• [Problem statement]
Put the lines below into a JSON list of strings, one string for each line, and leave out any blank lines.

Pointing data excerpts
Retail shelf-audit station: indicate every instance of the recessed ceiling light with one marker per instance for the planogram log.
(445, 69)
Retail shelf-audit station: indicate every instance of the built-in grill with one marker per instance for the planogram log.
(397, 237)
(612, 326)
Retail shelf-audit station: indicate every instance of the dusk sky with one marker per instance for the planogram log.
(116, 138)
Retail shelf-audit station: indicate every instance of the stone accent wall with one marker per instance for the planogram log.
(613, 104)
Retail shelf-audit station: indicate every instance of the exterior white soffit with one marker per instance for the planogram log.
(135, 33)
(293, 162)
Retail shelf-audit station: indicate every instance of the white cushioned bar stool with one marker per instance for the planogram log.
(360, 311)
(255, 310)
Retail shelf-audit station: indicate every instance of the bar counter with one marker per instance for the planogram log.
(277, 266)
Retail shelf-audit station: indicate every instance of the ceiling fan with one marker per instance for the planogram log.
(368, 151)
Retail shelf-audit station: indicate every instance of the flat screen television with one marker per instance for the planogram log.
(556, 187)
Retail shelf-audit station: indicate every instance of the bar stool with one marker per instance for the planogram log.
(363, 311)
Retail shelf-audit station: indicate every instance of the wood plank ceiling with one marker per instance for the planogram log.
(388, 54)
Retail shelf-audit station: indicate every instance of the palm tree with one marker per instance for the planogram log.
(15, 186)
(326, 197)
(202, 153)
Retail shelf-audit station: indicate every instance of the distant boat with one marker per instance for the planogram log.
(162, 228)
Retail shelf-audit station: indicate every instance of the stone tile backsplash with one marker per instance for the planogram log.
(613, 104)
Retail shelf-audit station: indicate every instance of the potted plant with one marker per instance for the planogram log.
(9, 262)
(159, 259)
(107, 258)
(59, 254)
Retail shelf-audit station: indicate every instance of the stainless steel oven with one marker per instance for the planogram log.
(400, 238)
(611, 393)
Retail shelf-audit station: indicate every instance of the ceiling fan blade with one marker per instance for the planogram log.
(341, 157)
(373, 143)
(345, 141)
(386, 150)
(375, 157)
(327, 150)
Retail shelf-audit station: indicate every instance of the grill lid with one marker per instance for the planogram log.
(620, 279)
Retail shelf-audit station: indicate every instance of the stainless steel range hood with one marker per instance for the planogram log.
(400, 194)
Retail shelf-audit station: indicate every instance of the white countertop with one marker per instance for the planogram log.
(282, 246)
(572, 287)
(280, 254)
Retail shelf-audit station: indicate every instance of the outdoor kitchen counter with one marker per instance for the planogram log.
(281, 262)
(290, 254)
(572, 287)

• [Answer to this task]
[
  "Retail shelf-audit station: indicate every instance of the recessed ceiling light with one marker per instance for the planogram log.",
  "(445, 69)",
  "Retail shelf-audit station: indicate every instance of the built-in grill with one marker per instance for the planogram log.",
  "(397, 237)",
  "(612, 326)",
  "Retail shelf-audit station: indicate every instance of the dusk sky with one marker per instance for the planogram log.",
  "(116, 138)",
  "Retail shelf-audit station: indicate every instance of the stone accent wall with one marker per instance for the planogram log.",
  "(613, 104)",
  "Retail shelf-audit station: indicate every instance of the exterior white soffit with one marker per instance for the planogram log.",
  "(135, 33)",
  "(293, 162)",
  "Retail shelf-audit station: indicate every instance of the white cushioned bar stool with one marker per instance for the planogram log.",
  "(360, 311)",
  "(255, 310)",
  "Retail shelf-audit station: indicate every instance of the bar counter with one marker per instance for the planogram log.",
  "(277, 266)",
  "Retail shelf-audit station: indicate every instance of the ceiling fan with one marker per instance for the planogram log.",
  "(368, 151)",
  "Retail shelf-audit station: indicate every instance of the flat screen television with one marker per instance for the planogram log.",
  "(556, 187)",
  "Retail shelf-audit station: indicate every instance of the bar stool with one marker per instance for the planogram log.",
  "(363, 311)",
  "Retail shelf-audit station: indicate every instance of the wood plank ceiling with one marker per instance for the planogram log.",
  "(388, 54)",
  "Retail shelf-audit station: indicate every instance of the palm tree with one marker per instance for the planogram log.",
  "(15, 186)",
  "(326, 197)",
  "(202, 153)",
  "Retail shelf-audit station: indicate every instance of the distant boat with one marker per instance for the planogram log.",
  "(162, 228)",
  "Retail shelf-audit station: indicate every instance of the stone tile backsplash with one marker per instance for the planogram log.",
  "(613, 104)",
  "Retail shelf-audit station: indicate every instance of the potted plant with one marker per instance for the planogram log.",
  "(9, 262)",
  "(159, 259)",
  "(107, 258)",
  "(59, 254)",
  "Retail shelf-audit station: indicate every instance of the stainless steel oven with one marker per instance for the planogram log.",
  "(400, 238)",
  "(611, 393)",
  "Retail shelf-audit station: indicate every instance of the ceiling fan blade with one marker per instance for the planogram log.",
  "(341, 157)",
  "(373, 143)",
  "(345, 141)",
  "(386, 150)",
  "(375, 157)",
  "(327, 150)",
  "Retail shelf-audit station: indicate every instance of the grill lid with one marker per instance for the planogram log.",
  "(620, 279)",
  "Retail shelf-audit station: indicate every instance of the stainless steel range hood with one marker per instance for the planogram log.",
  "(400, 194)",
  "Retail shelf-audit station: indicate every instance of the white countertop with one marker per instance for the planogram log.",
  "(282, 246)",
  "(572, 287)",
  "(280, 254)",
  "Retail shelf-audit station: indicate every instance of the outdoor kitchen counter with one marker per instance for the planogram log.",
  "(281, 262)",
  "(290, 254)",
  "(572, 287)"
]